* **Short task**
Reproduce each of the following entries word for word, omitting the pictures.

* **Dataset excerpts**

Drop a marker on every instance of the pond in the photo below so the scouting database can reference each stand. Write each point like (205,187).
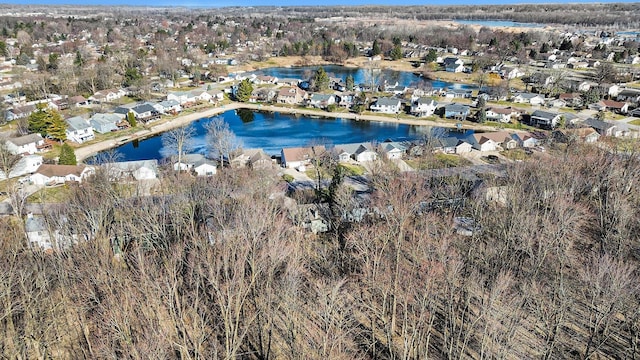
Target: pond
(274,131)
(360,76)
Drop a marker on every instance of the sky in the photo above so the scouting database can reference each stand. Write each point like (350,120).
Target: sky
(220,3)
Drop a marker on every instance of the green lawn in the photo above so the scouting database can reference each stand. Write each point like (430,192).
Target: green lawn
(53,194)
(352,169)
(438,161)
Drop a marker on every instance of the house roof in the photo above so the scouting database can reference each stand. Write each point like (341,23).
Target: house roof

* **Expected answer**
Drop a marker on every instance of the pond in the photo below so the scouting database can reference each stand. Write each point like (205,187).
Target: pond
(274,131)
(360,76)
Drop a marker on every instance of the sky in the photo above so the scouting database can reference each stand. Write each point like (350,120).
Target: sky
(220,3)
Drop a marker on every instance of the green lawn in the photo above so the scouting database can reference each stand. Write each point like (430,192).
Target: green lawn
(53,194)
(352,169)
(438,161)
Drop a marker on every instance of the house roof in the photo above so the scouting database can reference each stand. Write each point like (341,23).
Target: house roof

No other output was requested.